*Problem to work on*
Reproduce verbatim the stretch of lines from the one containing "the white sock" through the final line.

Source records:
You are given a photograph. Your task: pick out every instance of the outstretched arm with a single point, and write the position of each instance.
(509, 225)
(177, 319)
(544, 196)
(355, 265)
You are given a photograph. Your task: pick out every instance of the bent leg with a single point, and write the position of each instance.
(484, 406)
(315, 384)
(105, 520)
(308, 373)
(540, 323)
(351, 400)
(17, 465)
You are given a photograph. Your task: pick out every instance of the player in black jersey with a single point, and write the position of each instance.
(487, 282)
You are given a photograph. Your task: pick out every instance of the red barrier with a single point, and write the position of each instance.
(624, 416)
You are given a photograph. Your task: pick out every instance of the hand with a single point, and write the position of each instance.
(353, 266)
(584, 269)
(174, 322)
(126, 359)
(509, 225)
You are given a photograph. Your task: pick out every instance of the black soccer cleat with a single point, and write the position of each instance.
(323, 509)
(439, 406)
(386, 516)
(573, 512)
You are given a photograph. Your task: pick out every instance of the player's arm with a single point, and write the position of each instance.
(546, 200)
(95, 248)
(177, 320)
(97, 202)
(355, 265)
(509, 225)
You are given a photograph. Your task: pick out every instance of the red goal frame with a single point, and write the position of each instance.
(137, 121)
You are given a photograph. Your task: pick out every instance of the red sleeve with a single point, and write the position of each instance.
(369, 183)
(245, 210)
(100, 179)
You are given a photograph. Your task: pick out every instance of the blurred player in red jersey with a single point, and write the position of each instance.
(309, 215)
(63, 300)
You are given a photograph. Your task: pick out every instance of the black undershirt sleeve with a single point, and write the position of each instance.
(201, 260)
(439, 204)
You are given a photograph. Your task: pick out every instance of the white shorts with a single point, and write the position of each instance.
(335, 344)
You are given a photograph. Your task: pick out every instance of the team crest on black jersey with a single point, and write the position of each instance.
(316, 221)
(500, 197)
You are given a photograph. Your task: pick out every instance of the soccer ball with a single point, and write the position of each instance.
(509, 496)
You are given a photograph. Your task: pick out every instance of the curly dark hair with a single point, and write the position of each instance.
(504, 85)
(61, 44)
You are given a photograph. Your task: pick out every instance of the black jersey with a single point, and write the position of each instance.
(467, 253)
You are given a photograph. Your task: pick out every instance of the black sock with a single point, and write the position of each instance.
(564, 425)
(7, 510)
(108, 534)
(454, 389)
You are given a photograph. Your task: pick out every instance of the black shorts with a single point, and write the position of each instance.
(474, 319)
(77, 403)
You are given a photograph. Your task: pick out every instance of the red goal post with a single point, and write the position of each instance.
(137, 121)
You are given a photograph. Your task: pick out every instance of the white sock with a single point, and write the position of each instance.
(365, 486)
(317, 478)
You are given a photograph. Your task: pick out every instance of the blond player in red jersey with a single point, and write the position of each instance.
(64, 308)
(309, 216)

*Full response*
You are given a photograph. Your task: pick out every instance of the white sock with a single point, and write the position of each instance.
(365, 486)
(317, 478)
You are given a photograph. Your task: pick out every instance of the blond player in red jersey with a single point, and write the position of each instance.
(64, 308)
(309, 216)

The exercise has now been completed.